* _TRECHO DO DOCUMENTO_
==================================================

Ali tão perto, havia uma casa, feita de amor e solidariedade. E, frequentemente alguém escapava da hospitalização. “O pássaro é livre na prisão do ar. O espírito é livre na prisão do corpo” (Carlos Drummond de Andrade).
Nessa fuga insana (ou não?), sem direção, sem orientação, sem sentido, corriam como atletas olímpicos. Quando o corpo exauria-se, esse endereço se tornava o porto seguro. O primeiro a descobrir essa possibilidade, chamava-se Sebastião: homem alto, vistoso, em torno dos cinquenta anos, com um porte altivo, apesar dos trajes rasgados e sujos. Apoiava-se no portão, até que um convite o fizesse chegar ao terraço. Lá, aceitava um café com bolo, uma oferta de banho demandava maior resistência. Sentava sempre na mesma cadeira. Os pés descalços, com fissuras profundas e calosidades, de tanto usá-los como sapatos de cromo alemão... o conteúdo intenso apagava a forma, que se tornava insignificante. Contava histórias fantásticas, de poder, de influência, de onipotência... ao lado, uma criança o escutava, sem piscar os olhos, e acompanhava o processo delirante do visitante, como se fosse um conto de contos de fadas.
“Loucos são apenas os significados não compartilhados. A loucura, não é loucura quando compartilhada” (Z. Bauman).
A segunda pessoa surgiu de maneira semelhante, e despertava cuidado e preocupação da dona da casa. Chamava-se Severino. Tinha entre vinte e oito a trinta e cinco anos, baixinho, magro, desengonçado, inquieto, ativo e falante. Usava chinelos, dos quais tinha ciúmes e não os largava por nada no mundo. Gostava de almoçar, mas, adorava as sobremesas... havia um ar infantil, de uma época que não foi vivida. “Quantas dificuldades dos pacientes decorrem do fato de que ninguém jamais os escutou inteligentemente? (D. Winnicott). Não aceitava o nome das pessoas e as batizava como queria. A partir de então, a identidade era definitiva. Assistindo o jardineiro aparar a grama, ficou encantado e manifestou o desejo de aprender o ofício. Ganhou uma tesoura de jardinagem, e com o instrumento embaixo do braço, percorria as ruas do bairro, e ganhava algum dinheiro, que exibia vaidoso. E, a criança crescia e observava, ouvia sobre seus feitos e andanças.
“Escutar é processar o que se está captando com a audição, dar a isso um significado e fazer um esforço para compreender o outro, e até se sentir no seu lugar” (Zenão de Cítio).

==================================================

* _MATERIAL FORNECIDO_

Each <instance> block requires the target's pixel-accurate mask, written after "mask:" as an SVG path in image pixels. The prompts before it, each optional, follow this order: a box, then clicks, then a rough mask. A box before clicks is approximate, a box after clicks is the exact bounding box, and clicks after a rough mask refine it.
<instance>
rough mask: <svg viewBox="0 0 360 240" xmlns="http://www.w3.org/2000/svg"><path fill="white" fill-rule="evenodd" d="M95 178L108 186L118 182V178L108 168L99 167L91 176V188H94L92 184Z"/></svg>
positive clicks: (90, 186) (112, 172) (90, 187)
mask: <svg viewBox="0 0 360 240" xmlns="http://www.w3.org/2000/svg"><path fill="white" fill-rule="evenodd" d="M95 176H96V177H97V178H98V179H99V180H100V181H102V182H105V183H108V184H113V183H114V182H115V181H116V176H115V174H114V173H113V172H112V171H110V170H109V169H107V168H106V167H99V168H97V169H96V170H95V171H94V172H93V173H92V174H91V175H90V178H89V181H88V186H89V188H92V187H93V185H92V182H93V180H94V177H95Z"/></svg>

==================================================

* _ATIVIDADES_
1. Reproduza, do relato sobre Sebastião e Severino, tudo desde "Ali tão perto, havia" até "Drummond de Andrade).".
2. No relato sobre Sebastião e Severino, que idade aproximada tinha Sebastião?
3. Retome o relato sobre Sebastião e Severino e continue-o a partir da última frase.

* _RESPOSTAS A SEGUIR_
1.
Ali tão perto, havia uma casa, feita de amor e solidariedade. E, frequentemente alguém escapava da hospitalização. “O pássaro é livre na prisão do ar. O espírito é livre na prisão do corpo” (Carlos Drummond de Andrade).

2. Em torno dos cinquenta anos.

3.
A terceira protegida da família, Maria, era afilhada de uma tia e adotava todas as irmãs da mesma, como madrinhas. A alegria transbordava em seu rosto, marcado por rugas profundas, apesar dos quarenta anos, um certo bigode teimava em aparecer e sombrear a boca, da qual faltavam alguns elementos dentários. Estava sempre limpa, com roupas de mangas compridas, afinal, morava “de caridade” com umas freiras no convento.
Rezava alto, e de repente, no auge da excitação, cantava e dançava “a música proibida de Zé Pelintra” (um misto de côco e xaxado), mas temia o pecado contido na letra da melodia…
“Apesar de tudo, a loucura não é assim tão feia, como muita gente julga. Há tantas loucas felizes! ” (Florbela Espanca). A maior parte do tempo, Maria observava silenciosamente as pessoas, e conversava com alguma mosca que voasse por perto, a quem chamava carinhosamente: “minha bichinha”. E, se tal inseto não escapasse por conta própria, pois ela a perseguia correndo pela casa, teria um fim pouco agradável de ser relatado.
“É preciso ter um caos dentro de si, para gerar uma estrela dançante” (Nietzsche). Ao seu lado, a criança se admirava, acompanhava a agitação maníaca.
Com o passar dos anos, essas vivências marcaram o desejo da expectadora. “A voz inconsciente é sutil, mas ela não descansa até ser ouvida” (S. Freud).
A experiência da escuta precoce, os relatos da assistência hospitalar futuramente constatada, o ver e ouvir, além do que se apresentava, dividir memórias, traumas, silêncios... levaram ao conhecimento da alma do outro, com suas fragilidades e resistências. Mesmo com todas as limitações inerentes ao processo, a cura pela palavra, a herança freudiana justificou a persistência, o trabalho e o encanto sempre renovado!
“O ser do homem não pode ser compreendido sem sua loucura, assim como não seria o ser do homem, se não trouxesse em si, a loucura como limite de sua liberdade” (Lacan).